Supplied passage
Atif Aslam is one of the best livewire performers around. He also has some signature moves but he adapts quickly to the crowd around and what they are looking for. Atif is unpredictable and he changes songs without taking gaps at times. Going by his concerts, Atif is making an effort to play live. He still has a long way to go though.
Atif hasn’t made very wise decisions in terms of music videos. Take ‘Mahi Ve’ for instance – featuring a gori, one could see Atif either squabbling or getting cutesy. Nothing wrong with that mind you, but the execution was horrendous. The song was brilliant, but the video failed as a launch pad to set it off. ‘Yakeen’, although simple and low-budget, was nicer. Then there’s the latest mind numbing ‘Doorie’ and half-baked ‘Hum Kis Gali remix’ video, which negates the myth that big-budgets are necessary to create gems. Big budget, or low budget, a sterling concept is a video’s backbone. Bollywood is only capable of so much when it comes to creative videos.
Handling the media
When it comes to media, Atif is a loose cannon. He remains inaccessible most of the times. He refuses to take out time for interviews, doesn’t inform the media of concert dates, video releases, foreign shows – none whatsoever. He just doesn’t treat local media with integrity and professionalism. He takes out time to do shows for Indian channels but not two hours for our local papers. India maybe a bigger market but it’s the local media that gave him a launching pad. One can only hope that Atif develops a professional attitude soon and doesn’t wind up treading the similar path of Adnan Sami Khan.
Between the two of them, Atif does seem to have a fair bit of mass appeal. And even though both Ali and Atif share the same pie of popularity, Atif gets a slightly larger slice. Ali’s ranking with the ladies (all age groups) beats Atif smack down in the popularity poll with the opposite sex.
Atif cannot be classified as a drop-dead gorgeous male specimen on the other hand, because he has that whole clean-desi-preppy-safe thing going for him. Ali gets away with looking good without having to try too hard. Atif is no booty-shaker. His forward/backward torso gesticulations during performances look (uncannily) like that green-plasticine-cartoon-character Gumby having an epileptic attack. It’s pretty simple: if you don’t have the rhythm, don’t slip into those dancing shoes baby. Don’t mean to thrash Atif like a pinata but there’s nothing more annoying than watching a musician frolicking on stage that looks like he has his bum stuck in an oven.

Parts of the exercise
**a)** Quote the Atif Aslam passage word for word, starting with "Between the two" and going on through "the opposite sex.".
**b)** Turn the paragraph of the Atif Aslam passage that opens "When it comes to media" into a short bulleted list that keeps its main facts.
**c)** In one to three sentences, explain why the Atif Aslam passage says Atif owes local papers his time even though India may be a bigger market.

Rows from an object pointing dataset

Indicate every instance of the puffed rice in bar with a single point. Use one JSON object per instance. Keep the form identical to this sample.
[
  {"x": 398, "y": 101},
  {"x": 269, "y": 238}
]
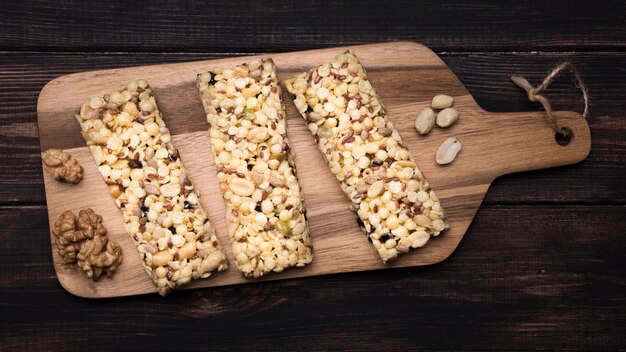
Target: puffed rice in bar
[
  {"x": 257, "y": 175},
  {"x": 133, "y": 150},
  {"x": 395, "y": 205}
]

Complete answers
**a)**
Between the two of them, Atif does seem to have a fair bit of mass appeal. And even though both Ali and Atif share the same pie of popularity, Atif gets a slightly larger slice. Ali’s ranking with the ladies (all age groups) beats Atif smack down in the popularity poll with the opposite sex.

**b)**
- Atif is a loose cannon with the media and is inaccessible most of the time.
- He refuses interviews and doesn't tell the media about concert dates, video releases or foreign shows.
- He doesn't treat local media with integrity and professionalism.
- He does shows for Indian channels but won't spare two hours for local papers.
- India may be a bigger market, but local media gave him his launching pad.
- The writer hopes he develops a professional attitude soon and avoids following Adnan Sami Khan's path.

**c)** The passage says it was the local media that gave Atif a launching pad. India may be the bigger market, but local media helped launch him, so the writer believes he should treat them with professionalism.